**Reading text:**

..........

The DRAM functions convert certain inputs into arrays of booleans.  That is one way that functions that come with LabVIEW FPGA handle these kinds of scenarios.

Malleable VIs (VIMs) work perfectly with LabVIEW FPGA. The only tricky part is that you may have to temporarily open your VIM in a non-FPGA context to make the "Inline subVI into calling VIs" checkbox appear in "VI properties" > "Execution", so you can check it.

There's no need for variants, as soon as you have a typical data type that makes the VIM's diagram not broken.

The potential issue I can see is that your mathematical operations have non-default output configurations (blue coercion dots), so their output type will not adapt with the VIM's input data type.

The solutions I would try:

1. No specific output configurations for operations, let the results take as much space as needed. 

2. Use specific output configurations that are big and precise enough to work with any of your possible input data types.

..........

**Entries provided:**

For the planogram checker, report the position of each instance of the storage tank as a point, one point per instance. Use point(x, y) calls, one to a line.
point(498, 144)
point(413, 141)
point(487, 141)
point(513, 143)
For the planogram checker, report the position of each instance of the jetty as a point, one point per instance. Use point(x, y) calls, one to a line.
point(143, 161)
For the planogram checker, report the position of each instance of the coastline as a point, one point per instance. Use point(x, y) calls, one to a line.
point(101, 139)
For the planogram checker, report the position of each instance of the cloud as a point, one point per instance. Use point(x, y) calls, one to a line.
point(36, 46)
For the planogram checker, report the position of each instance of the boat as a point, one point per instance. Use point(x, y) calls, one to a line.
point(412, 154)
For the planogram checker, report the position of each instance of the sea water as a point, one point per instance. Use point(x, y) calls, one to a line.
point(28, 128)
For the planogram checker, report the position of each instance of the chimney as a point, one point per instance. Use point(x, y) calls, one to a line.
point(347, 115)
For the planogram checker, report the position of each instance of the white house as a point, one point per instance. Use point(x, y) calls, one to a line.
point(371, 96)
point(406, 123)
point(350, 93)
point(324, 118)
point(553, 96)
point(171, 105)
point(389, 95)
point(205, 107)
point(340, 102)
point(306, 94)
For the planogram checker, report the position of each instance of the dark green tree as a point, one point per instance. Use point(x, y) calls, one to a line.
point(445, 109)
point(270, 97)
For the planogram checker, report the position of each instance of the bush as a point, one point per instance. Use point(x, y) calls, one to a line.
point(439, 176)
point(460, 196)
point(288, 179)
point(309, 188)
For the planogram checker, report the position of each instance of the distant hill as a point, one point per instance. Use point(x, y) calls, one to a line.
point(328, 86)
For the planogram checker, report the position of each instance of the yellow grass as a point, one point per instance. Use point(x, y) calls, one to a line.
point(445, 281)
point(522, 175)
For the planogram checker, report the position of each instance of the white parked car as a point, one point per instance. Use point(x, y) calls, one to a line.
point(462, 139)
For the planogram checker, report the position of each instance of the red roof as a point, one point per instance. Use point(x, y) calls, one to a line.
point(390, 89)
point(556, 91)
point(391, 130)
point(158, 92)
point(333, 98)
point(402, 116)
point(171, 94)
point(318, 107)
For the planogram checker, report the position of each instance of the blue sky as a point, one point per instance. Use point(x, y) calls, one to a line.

..........

**The task:** Continue the passage on using malleable VIs with LabVIEW FPGA, starting right after its last sentence.

**Output for this exercise:**
In both cases, you'll have to measure whether that takes too much FPGA space or not (using the compilation statistics) and you'll also have to check whether the results do not saturate or lose precision.

3. If you want maximal FPGA space efficiency, have a specific diagram with specific operation output configurations for each possible input data type.

Regards,

Raphaël.

I Got it! I Think???

Here is what I did which appears to be working for me. 

1.  The FPGA does not include variant, but using Assert Structural Type Match and wiring a control from that works 
2. The Variant Controls/Indicators must be inside the Type Specialization diagram, Leave "Accepted" unwired as your default case should fail for invalid datatypes. Set controls to required on the front panel.
3. From here, you can place a second Type Specialization Block to handle each of the different data types you want to process. In my case, I want to handle U32, U4,28 and U0,32.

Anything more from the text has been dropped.